**PROBLEM DETAILS**. Would you set down every entry again, exactly as written?

(SUPPLIED RECORDS Opens)

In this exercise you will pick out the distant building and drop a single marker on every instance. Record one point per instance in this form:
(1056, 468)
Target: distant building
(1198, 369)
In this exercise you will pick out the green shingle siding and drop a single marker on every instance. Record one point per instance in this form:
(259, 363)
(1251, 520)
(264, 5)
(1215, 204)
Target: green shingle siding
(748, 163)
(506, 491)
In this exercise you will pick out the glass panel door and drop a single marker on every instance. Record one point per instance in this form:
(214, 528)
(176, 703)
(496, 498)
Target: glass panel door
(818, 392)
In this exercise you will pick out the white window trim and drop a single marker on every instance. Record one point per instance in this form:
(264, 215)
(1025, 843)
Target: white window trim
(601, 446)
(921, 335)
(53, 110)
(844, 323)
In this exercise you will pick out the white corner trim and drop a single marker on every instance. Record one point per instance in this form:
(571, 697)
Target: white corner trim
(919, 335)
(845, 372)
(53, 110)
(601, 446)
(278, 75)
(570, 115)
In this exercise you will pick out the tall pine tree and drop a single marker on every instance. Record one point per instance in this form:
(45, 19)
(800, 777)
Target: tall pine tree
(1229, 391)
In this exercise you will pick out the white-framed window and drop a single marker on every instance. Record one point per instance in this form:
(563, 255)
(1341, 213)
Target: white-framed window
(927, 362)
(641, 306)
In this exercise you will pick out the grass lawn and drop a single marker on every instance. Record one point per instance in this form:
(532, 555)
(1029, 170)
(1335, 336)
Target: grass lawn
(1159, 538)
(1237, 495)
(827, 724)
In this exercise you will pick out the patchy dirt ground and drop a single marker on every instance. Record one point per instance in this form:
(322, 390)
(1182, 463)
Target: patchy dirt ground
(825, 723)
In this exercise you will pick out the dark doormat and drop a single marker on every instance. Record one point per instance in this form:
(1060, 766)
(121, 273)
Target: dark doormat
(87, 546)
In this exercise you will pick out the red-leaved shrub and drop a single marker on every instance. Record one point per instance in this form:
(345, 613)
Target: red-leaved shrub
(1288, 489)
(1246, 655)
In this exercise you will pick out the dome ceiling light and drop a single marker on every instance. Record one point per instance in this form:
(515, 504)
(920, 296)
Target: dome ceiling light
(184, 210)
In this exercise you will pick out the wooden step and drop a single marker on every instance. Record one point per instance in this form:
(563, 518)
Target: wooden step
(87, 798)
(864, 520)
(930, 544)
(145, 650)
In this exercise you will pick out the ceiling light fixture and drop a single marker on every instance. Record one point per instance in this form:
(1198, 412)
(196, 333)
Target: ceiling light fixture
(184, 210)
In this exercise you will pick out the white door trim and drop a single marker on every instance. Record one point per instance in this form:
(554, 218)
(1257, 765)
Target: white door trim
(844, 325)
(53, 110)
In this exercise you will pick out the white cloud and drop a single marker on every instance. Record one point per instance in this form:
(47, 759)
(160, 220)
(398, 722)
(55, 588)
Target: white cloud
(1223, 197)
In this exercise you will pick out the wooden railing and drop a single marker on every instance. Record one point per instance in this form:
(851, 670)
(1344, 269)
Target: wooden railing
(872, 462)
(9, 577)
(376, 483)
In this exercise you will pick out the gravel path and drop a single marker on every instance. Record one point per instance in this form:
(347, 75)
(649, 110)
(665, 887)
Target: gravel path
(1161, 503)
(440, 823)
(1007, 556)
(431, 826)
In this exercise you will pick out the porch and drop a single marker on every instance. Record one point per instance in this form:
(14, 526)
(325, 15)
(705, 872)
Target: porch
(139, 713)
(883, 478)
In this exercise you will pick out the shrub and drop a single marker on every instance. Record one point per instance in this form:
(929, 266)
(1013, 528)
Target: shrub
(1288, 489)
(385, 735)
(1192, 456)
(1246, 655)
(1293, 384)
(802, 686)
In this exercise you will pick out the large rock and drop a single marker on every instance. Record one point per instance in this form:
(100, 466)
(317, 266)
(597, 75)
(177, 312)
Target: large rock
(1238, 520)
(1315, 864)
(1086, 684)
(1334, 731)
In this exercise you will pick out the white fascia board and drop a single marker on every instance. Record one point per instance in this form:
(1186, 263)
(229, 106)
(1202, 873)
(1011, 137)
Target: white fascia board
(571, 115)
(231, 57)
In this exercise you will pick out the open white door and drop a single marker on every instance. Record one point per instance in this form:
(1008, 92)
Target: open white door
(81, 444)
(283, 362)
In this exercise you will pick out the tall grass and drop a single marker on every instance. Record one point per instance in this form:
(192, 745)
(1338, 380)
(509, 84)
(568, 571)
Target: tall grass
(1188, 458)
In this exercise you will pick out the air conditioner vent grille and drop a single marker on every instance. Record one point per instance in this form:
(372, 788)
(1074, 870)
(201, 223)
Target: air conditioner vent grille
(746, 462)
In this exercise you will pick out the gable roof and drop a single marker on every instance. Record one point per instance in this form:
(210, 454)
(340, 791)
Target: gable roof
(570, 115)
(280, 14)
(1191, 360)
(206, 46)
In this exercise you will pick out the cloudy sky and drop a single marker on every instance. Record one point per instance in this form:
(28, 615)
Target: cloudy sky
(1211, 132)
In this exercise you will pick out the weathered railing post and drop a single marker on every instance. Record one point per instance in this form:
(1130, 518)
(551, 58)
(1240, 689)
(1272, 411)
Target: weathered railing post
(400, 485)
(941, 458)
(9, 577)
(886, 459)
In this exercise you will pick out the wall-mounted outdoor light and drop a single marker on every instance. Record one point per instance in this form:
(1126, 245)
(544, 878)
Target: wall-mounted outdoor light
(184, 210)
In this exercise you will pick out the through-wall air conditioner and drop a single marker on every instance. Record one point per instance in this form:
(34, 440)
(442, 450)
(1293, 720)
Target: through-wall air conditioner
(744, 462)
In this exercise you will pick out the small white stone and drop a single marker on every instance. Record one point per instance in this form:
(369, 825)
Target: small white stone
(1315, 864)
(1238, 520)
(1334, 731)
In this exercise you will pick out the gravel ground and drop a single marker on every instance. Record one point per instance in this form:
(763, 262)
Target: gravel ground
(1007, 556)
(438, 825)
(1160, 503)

(SUPPLIED RECORDS Closes)

**WRITTEN ANSWER**.
In this exercise you will pick out the distant building and drop a single marker on every instance. Record one point per instance in this form:
(1056, 468)
Target: distant building
(1198, 369)
In this exercise you will pick out the green shingle siding and drop a single marker on every instance. Record one point per instance in this form:
(259, 363)
(1251, 520)
(264, 5)
(1215, 204)
Target: green shingle siding
(748, 163)
(506, 491)
In this exercise you will pick out the glass panel door and drop a single marker on every instance. Record one point per instance in this form:
(214, 528)
(176, 703)
(496, 498)
Target: glass panel door
(818, 392)
In this exercise you will pick out the white window trim and drop a single marker on every instance. Record one point per instance in this form:
(264, 215)
(1025, 843)
Target: white window trim
(601, 446)
(921, 335)
(53, 110)
(844, 323)
In this exercise you will pick out the white corner trim and drop a single marker on every instance. Record one point per instance in this form:
(571, 697)
Target: white corner trim
(919, 335)
(845, 372)
(53, 110)
(601, 446)
(278, 75)
(570, 115)
In this exercise you will pick out the tall pine tree and drop a single marker on every instance. Record one point per instance in this form:
(45, 19)
(800, 777)
Target: tall pine tree
(1229, 391)
In this exercise you will pick out the white-framed window and drop a single marker on every instance. Record one point per instance in this form:
(563, 255)
(1341, 213)
Target: white-framed window
(927, 362)
(641, 306)
In this exercise you will pick out the grass lawn and drop a single marker on every instance. Record one point per instance in this form:
(532, 555)
(1029, 170)
(1335, 336)
Target: grass lawn
(1159, 538)
(1237, 495)
(827, 724)
In this exercise you will pick out the patchy dirt ground and drop a single marker on every instance. Record one point per instance in this form:
(322, 390)
(1182, 463)
Target: patchy dirt ground
(825, 723)
In this exercise you will pick out the dark doormat and drop a single marker on every instance. Record one point per instance in this form:
(1060, 766)
(121, 273)
Target: dark doormat
(87, 546)
In this exercise you will pick out the red-leaved shrub and drop a single marker on every instance. Record one point per instance in this form:
(345, 613)
Target: red-leaved shrub
(1288, 489)
(1246, 655)
In this exercise you will pick out the dome ceiling light and drop a single marker on every instance. Record one point per instance in this form:
(515, 504)
(920, 296)
Target: dome ceiling light
(184, 210)
In this exercise you will pick out the wooden step and drop a single marker on every instance. Record one point per instance in this form:
(563, 518)
Target: wooden step
(87, 798)
(864, 520)
(930, 544)
(145, 650)
In this exercise you will pick out the ceiling light fixture and drop a single marker on every instance. Record one point per instance in this form:
(1198, 412)
(196, 333)
Target: ceiling light fixture
(184, 210)
In this exercise you will pick out the white door trim and drop a single marker on every instance. Record one point per instance in this form:
(554, 218)
(1257, 765)
Target: white door trim
(844, 325)
(53, 110)
In this exercise you will pick out the white cloud and drop a single marker on every instance. Record one point per instance in this form:
(47, 759)
(160, 220)
(398, 722)
(55, 588)
Target: white cloud
(1223, 197)
In this exercise you will pick out the wooden railing and drop a single marker on every instance. Record one point per instance in this form:
(851, 670)
(1344, 269)
Target: wooden railing
(872, 462)
(9, 577)
(376, 483)
In this exercise you will pick out the gravel path and drop a single marker on every instance. Record one point per instance in this form:
(347, 75)
(649, 110)
(665, 887)
Target: gravel path
(1161, 503)
(440, 823)
(1007, 556)
(431, 826)
In this exercise you will pick out the porch and drop a single marker on every instance. Record one point per instance in this form:
(14, 526)
(325, 15)
(705, 872)
Target: porch
(139, 713)
(883, 478)
In this exercise you will pick out the shrub and drop a single marker on every instance. Record one point per instance in this form:
(929, 266)
(1013, 528)
Target: shrub
(1288, 489)
(385, 735)
(1192, 456)
(1246, 655)
(1293, 384)
(802, 686)
In this exercise you will pick out the large rock and drop a single marker on every instance. Record one point per instance in this form:
(100, 466)
(317, 266)
(597, 75)
(177, 312)
Target: large rock
(1238, 520)
(1315, 864)
(1086, 684)
(1334, 731)
In this exercise you will pick out the white fascia board and drop a single marker on every instance. Record one point per instance in this form:
(1186, 263)
(229, 106)
(1202, 873)
(1011, 137)
Target: white fascia board
(571, 115)
(231, 57)
In this exercise you will pick out the open white door and drop a single marker on every instance. Record one point per instance in this form:
(1008, 92)
Target: open white door
(81, 444)
(283, 362)
In this exercise you will pick out the tall grass and drop a single marker on every instance. Record one point per instance in this form:
(192, 745)
(1338, 380)
(509, 84)
(568, 571)
Target: tall grass
(1188, 458)
In this exercise you will pick out the air conditioner vent grille and drop a single marker on every instance. Record one point per instance in this form:
(372, 788)
(1074, 870)
(201, 223)
Target: air conditioner vent grille
(746, 462)
In this exercise you will pick out the gable roof and drop a single marker on every instance. Record one point per instance in this form:
(210, 454)
(340, 791)
Target: gable roof
(570, 115)
(280, 14)
(1191, 360)
(206, 46)
In this exercise you will pick out the cloudy sky and drop a single marker on every instance. Record one point per instance in this form:
(28, 615)
Target: cloudy sky
(1211, 132)
In this exercise you will pick out the weathered railing post and drop a single marker on every instance. Record one point per instance in this form:
(1130, 518)
(551, 58)
(1240, 689)
(1272, 411)
Target: weathered railing post
(400, 485)
(941, 458)
(9, 577)
(886, 459)
In this exercise you will pick out the wall-mounted outdoor light and drop a single marker on every instance. Record one point per instance in this form:
(1126, 245)
(544, 878)
Target: wall-mounted outdoor light
(184, 210)
In this exercise you will pick out the through-wall air conditioner and drop a single marker on every instance. Record one point per instance in this form:
(34, 440)
(442, 450)
(1293, 720)
Target: through-wall air conditioner
(744, 462)
In this exercise you will pick out the small white stone and drop a single marker on every instance. Record one point per instance in this form:
(369, 825)
Target: small white stone
(1315, 864)
(1238, 520)
(1334, 731)
In this exercise you will pick out the gravel ground and drop a single marker on every instance. Record one point per instance in this form:
(763, 262)
Target: gravel ground
(1007, 556)
(438, 825)
(1160, 503)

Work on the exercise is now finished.